### Assigned task 1:
Answer these questions from the passage on conservation in Burma:
(a) By what year does the government intend to expand the protected areas to 10 percent of the country?
(b) At most, how many snub-nosed monkeys survive in the northern frontier area?
(c) What position does Naing Thaw hold?
### Assigned task 2:
Name every individual person the passage on conservation in Burma mentions by name.
### Assigned task 3:
Recast the paragraph of the passage on conservation in Burma that begins "Before the civilian government took over" as a short bulleted list, keeping its main facts.

She says the onset of possible mass tourism carries risk, but also potential benefits.
Pressure from scuba diving outfits and divers was largely responsible for halting blast fishing in many marine areas of neighboring Thailand, where some parks have curbed illegal activities by providing tourist-related income to the local culprits who once carried them out.
Tedesco says the Moken, the sea nomads who have inhabited the Mergui Archipelago for centuries, would make ideal nature guides.
“We need community participation to preserve the parks,” says Naing Thaw, director of Burma’s Forestry Department.
He says the government intends to expand the protected areas from 5.6 percent of the country to 10 percent by 2020, adding eight more reserves. But he says authorities face “material, human resources and financial constraints” in turning demarcated areas into viable havens for wildlife and natural habitat.
Plans are underway for a major infusion of funds from foreign donors to focus on upgrading more than half a dozen parks. Inland wetlands, estuaries and marine areas, which contain Southeast Asia’s largest remaining coral reefs and some of the world’s most important biodiversity, and underrepresented in Burma ’s parks, and environmentalists are pushing more of them to be protected.
Before the civilian government took over, foreign conservation funding amounted to roughly US$1 million a year. It is expected to reach up to $3 million in 2014 and jump to more than $20 million with major players like Norway and the UN Development Program coming in.
“The most critical intervention is to expand the marine protected area to protect it not only from tourism but more serious impacts such as bottom trawling and blast fishing before emerging vested interests render the designation of marine protected areas impossible,” says Frank Momberg, based in the country for Flora and Fauna International.
Last month, the group said it hoped the formation of a new park in Kachin State would help save a primate species discovered by scientists just four years ago. At most, 330 snub-nosed monkeys survive in the northern frontier area, and they are threatened by illegal logging.
Foreign experts working with Burmese are impressed by the high level of dedication and professionalism by some in the government, especially given the powerful forces they must challenge to guard depredation—generals, government cronies, Thai and Chinese dam builders.

Region pointing data:
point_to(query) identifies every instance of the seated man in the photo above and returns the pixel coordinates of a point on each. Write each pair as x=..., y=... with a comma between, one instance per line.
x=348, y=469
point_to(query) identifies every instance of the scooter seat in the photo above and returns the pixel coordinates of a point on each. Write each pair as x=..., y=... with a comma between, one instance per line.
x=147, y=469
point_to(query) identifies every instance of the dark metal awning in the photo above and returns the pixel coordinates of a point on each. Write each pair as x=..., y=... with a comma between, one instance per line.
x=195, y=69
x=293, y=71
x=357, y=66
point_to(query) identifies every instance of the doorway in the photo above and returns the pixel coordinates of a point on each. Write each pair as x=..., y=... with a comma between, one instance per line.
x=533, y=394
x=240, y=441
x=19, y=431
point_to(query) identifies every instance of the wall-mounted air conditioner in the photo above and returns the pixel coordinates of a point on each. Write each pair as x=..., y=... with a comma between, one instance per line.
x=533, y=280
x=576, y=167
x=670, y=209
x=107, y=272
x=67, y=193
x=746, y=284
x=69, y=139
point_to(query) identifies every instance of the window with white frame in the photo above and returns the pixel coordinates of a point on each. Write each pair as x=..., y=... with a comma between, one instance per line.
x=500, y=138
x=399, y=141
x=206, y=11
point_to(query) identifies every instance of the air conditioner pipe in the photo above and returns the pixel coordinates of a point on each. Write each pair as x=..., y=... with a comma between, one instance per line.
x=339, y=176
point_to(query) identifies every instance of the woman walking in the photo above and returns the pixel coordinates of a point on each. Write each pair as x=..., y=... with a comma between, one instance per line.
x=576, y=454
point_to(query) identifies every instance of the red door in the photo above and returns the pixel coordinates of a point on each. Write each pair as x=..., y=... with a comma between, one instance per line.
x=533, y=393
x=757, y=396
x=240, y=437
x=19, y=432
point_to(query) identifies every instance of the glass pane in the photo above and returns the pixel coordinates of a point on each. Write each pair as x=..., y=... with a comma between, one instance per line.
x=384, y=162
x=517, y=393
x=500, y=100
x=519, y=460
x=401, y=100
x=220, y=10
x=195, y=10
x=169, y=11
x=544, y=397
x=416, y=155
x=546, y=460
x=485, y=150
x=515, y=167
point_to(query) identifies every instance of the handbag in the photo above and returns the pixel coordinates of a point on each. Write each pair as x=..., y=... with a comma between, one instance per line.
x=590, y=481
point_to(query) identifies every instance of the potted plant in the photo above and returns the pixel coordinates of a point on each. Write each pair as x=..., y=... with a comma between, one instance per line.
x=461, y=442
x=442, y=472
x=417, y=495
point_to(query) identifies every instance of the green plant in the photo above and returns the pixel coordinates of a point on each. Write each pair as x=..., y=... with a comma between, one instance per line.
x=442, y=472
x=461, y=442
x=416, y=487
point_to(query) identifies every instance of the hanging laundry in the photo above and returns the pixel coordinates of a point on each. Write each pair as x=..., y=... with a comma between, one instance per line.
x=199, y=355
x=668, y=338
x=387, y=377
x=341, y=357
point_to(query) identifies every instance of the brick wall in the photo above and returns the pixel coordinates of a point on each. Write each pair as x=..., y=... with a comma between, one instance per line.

### Exercise solution 1:
(a) 2020
(b) 330
(c) Director of Burma's Forestry Department

### Exercise solution 2:
Tedesco, Naing Thaw, Frank Momberg

### Exercise solution 3:
- Before the civilian government took over, foreign conservation funding was roughly US$1 million a year.
- It is expected to reach up to $3 million in 2014.
- It is expected to jump to more than $20 million as major players like Norway and the UN Development Program come in.